**DOCUMENT TEXT:**
=== Begin Enclosure ===

Tuesday, 13 April 2021


Korean researchers to clone Siberian mammoth

05 October 2012 | News | By BioSpectrum Bureau

Korean researchers to clone Siberian mammoth

Tissue samples together with eggs taken from a modern Indian elephant will be used to impregnate an elephant for a 22-month pregnancy

Tissue samples together with eggs taken from a modern Indian elephant will be used to impregnate an elephant for a 22-month pregnancy

Singapore: Sooam Biotech Research Foundation of Korea has signed an agreement with Russia's North-Eastern Federal University for exclusive rights to study the mammoth remains recently found in northwestern Siberia.

The expedition, which resulted in the find, took place in August 2012 in the Ust-Yana area. Experts from Russia, Korea, the US, Canada, Sweden and England took part in it. The website of the university says soft and fatty parts, wool and marrow of a mammoth were found.

=== End Enclosure ===

**Point-per-instance localization data:**
=== Begin Enclosure ===

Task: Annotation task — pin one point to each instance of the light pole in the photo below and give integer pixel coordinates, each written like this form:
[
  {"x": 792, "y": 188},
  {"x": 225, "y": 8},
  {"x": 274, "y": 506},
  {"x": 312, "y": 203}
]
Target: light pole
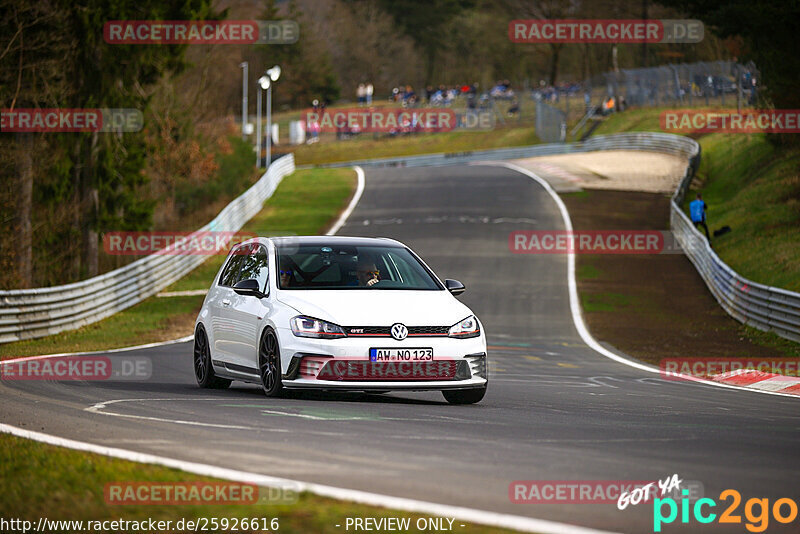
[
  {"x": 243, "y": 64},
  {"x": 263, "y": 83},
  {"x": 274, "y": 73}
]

=== End Enclosure ===
=== Begin Enclosure ===

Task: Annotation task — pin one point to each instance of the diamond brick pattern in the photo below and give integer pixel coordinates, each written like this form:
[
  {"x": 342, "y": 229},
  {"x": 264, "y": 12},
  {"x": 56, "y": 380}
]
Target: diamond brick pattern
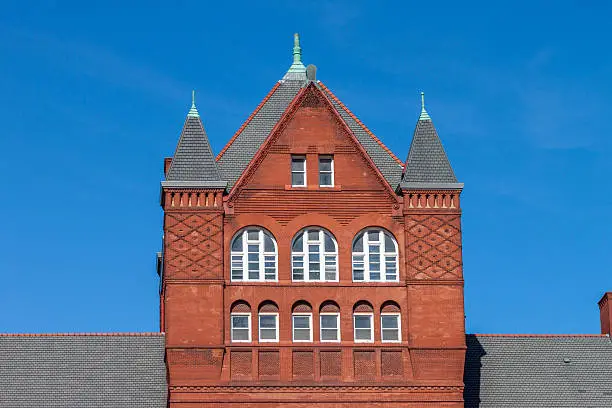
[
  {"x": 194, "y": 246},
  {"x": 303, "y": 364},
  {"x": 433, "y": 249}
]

=== End Enclosure ===
=== Begin Enclosure ===

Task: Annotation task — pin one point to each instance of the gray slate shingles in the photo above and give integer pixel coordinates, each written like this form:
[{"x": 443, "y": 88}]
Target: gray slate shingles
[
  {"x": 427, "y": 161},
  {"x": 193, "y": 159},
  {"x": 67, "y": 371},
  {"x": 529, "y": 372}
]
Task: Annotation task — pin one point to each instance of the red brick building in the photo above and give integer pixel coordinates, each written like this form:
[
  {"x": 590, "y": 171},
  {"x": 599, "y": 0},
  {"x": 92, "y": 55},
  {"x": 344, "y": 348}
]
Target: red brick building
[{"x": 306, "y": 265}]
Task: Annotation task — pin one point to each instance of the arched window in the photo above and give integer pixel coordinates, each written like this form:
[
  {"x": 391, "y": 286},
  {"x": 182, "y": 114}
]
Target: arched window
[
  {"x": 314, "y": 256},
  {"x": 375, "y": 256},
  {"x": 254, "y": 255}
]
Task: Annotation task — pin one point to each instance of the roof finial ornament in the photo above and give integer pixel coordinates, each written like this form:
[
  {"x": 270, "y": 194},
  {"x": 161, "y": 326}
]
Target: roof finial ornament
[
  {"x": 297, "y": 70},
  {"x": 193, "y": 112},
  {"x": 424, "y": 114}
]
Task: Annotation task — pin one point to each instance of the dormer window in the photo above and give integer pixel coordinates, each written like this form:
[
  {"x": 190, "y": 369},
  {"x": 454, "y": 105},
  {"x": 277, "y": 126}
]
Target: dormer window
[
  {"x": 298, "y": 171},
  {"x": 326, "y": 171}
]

=== End Enclosure ===

**INSTRUCTIONS:**
1. List the countries whose experts took part in the expedition described in the mammoth cloning article.
2. Carry the mammoth cloning article forward from its last sentence.

**YOUR WRITTEN ANSWERS:**
1. Russia, Korea, the US, Canada, Sweden, England

2.
News reports emerging from Korea state that researchers at the foundation will try to clone the animal by using its tissue samples together with eggs taken from a modern Indian elephant. Once the tissues are treated to a nuclear transfer process, the eggs will be implanted into the womb of a live elephant for a 22-month pregnancy.

Sooam Biotech Research Foundation is led by cloning pioneer Mr Woo Suk Hwang who was found guilty in the past of embezzlement and bioethical violations. The stem cell researcher came back into limelight when he successfully produced the world's first cloned coyotes using somatic cells of the endangered species, also known as American jackals.